→ Data to examine
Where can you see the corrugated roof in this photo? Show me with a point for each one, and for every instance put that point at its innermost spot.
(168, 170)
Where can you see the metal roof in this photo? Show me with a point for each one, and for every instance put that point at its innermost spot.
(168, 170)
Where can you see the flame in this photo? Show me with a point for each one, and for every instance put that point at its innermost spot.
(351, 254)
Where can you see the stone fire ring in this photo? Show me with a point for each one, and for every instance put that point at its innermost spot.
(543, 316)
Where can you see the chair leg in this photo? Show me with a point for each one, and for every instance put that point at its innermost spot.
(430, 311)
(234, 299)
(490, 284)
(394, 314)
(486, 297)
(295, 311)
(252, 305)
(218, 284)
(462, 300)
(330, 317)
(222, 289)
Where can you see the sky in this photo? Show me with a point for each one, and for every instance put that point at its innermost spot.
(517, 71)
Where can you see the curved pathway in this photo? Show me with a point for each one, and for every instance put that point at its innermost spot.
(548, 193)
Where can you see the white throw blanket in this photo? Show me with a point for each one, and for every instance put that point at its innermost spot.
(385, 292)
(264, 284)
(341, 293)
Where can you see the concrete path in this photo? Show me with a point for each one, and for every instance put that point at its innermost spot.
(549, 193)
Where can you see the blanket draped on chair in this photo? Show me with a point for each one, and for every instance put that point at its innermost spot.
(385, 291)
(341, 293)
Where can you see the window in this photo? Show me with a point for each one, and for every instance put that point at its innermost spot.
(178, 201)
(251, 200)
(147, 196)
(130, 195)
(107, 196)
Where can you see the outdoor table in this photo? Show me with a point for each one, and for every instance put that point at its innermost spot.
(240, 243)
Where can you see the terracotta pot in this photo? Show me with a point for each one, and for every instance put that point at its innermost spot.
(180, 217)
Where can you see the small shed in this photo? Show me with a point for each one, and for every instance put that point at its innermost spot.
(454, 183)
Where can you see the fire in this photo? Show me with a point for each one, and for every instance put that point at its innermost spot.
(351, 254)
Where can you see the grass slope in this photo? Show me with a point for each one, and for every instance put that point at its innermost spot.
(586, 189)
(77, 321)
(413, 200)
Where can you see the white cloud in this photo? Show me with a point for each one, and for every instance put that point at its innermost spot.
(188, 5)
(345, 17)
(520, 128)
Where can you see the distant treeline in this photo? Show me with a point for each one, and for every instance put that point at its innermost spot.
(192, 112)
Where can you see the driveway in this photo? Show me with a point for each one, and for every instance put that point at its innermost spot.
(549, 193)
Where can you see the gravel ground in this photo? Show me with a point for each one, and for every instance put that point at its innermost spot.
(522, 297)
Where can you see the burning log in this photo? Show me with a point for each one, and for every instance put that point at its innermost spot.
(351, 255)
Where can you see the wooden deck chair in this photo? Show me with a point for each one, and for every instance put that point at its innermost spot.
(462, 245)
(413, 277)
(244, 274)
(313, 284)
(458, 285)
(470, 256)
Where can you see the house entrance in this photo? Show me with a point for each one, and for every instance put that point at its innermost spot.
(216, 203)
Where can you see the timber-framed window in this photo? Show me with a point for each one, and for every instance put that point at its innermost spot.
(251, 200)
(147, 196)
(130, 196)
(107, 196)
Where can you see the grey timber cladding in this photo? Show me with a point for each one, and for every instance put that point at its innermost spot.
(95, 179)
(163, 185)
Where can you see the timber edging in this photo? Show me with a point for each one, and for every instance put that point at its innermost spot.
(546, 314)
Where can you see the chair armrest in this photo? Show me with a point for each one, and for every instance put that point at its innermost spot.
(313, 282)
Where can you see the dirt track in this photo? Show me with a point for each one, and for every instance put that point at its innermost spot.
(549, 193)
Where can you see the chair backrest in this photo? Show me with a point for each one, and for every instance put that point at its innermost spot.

→ Work task
Write out the entries above once more, without altering anything.

→ Task response
Where can you see the corrugated roof in this photo? Show me with a point for each one, and for every instance put that point at its innermost spot.
(168, 170)
Where can you see the metal roof in this photo? Show me with a point for each one, and for every instance put that point at its innermost spot.
(168, 170)
Where can you see the flame in this photo? Show me with a point for each one, and for every instance put that point at its innermost spot.
(351, 254)
Where can you see the stone fire ring in this photo? Show me with a point for each one, and for every instance put that point at its innermost spot.
(543, 316)
Where can you see the chair leg in this photo? Show me with a point for each one, and for every instance put that point at its innermost spot.
(430, 311)
(234, 299)
(490, 284)
(394, 314)
(486, 297)
(295, 311)
(252, 305)
(218, 284)
(462, 300)
(330, 317)
(222, 289)
Where can you see the sky in this photo? Show me with a point for each one, and for every instance put that point at its innermost spot.
(517, 71)
Where can you see the curved pathway in this photo? Show me with a point for each one, and for every instance put that point at its innermost spot.
(548, 193)
Where can you see the white throw blanket in this photo? Show me with a point for each one, and for every instance put that point at its innermost spot.
(385, 292)
(264, 284)
(341, 293)
Where can you see the concrete path in this photo? Show me with a point for each one, and for every instance put that point at its innermost spot.
(549, 193)
Where can you see the blanket draped on chair in this photo? Show me with a point for each one, and for every instance put that point at its innermost spot.
(385, 291)
(341, 293)
Where can you see the window in this photo? Show me with a point for each one, and for every instance put that point at its innermost spot.
(178, 201)
(251, 200)
(147, 196)
(130, 195)
(107, 196)
Where can you see the outdoor table in this photo? Show me with a point for each one, and for every instance put that point at its innermost spot.
(240, 243)
Where can you see the terracotta pot in this photo? Show me with a point for each one, and for every instance put that point at its innermost spot.
(180, 217)
Where can you see the small shed in this photo? Show me with a point for each one, and for every instance put that point at its innermost spot.
(454, 183)
Where can you see the fire in this photo? Show me with a point for each one, and for every instance put that point at its innermost spot.
(351, 254)
Where can you see the grass slope in this photo? Show me with a point for each one, and for every instance put that point at its innermost spot.
(586, 189)
(77, 321)
(413, 200)
Where can you see the white cloud in this photo? Show me with a point for each one, and for every instance put that point at its innermost spot.
(188, 5)
(345, 17)
(520, 128)
Where can you see the distant treeline in this photo? Show me with a point for each one, and for every instance put that point at its innermost spot.
(192, 112)
Where can you see the driveway in this photo? Show me with a point for each one, and for every instance put that point at its innermost spot.
(549, 193)
Where can you see the gravel ground in this photo? Show me with a point for each one, and for every instance put that point at its innermost spot.
(522, 297)
Where can you see the burning log in this photo? Show me with a point for each one, and for every instance put that point at its innermost spot.
(351, 255)
Where can you see the wooden deck chair in this photo? Show me with a point for each one, and for every instance put that point at its innermost spot.
(462, 245)
(413, 277)
(244, 274)
(313, 284)
(458, 285)
(470, 256)
Where can you see the house entrance in this photo? Show me with a point for each one, and for every instance put that point at its innermost spot.
(216, 203)
Where can you see the timber-framed window in this photo? Show me with a point for each one, and for every instance put that point at its innermost spot.
(251, 200)
(147, 196)
(130, 196)
(107, 196)
Where can you see the grey timber cladding in this photo? Show me with a point for each one, and for every instance put that point at its innermost spot.
(95, 179)
(163, 185)
Where can you see the timber edging in this photo? Show me with a point for each one, and for every instance put that point at its innermost spot.
(546, 314)
Where can you see the chair armrest in this photo? Show me with a point for each one, and for every instance put that point at its innermost spot.
(313, 282)
Where can you see the dirt track in this photo? Show me with a point for each one, and for every instance put that point at its innermost spot.
(549, 193)
Where can you see the chair backrest in this photo? Show me with a point for each one, and for every instance put that point at its innermost spot.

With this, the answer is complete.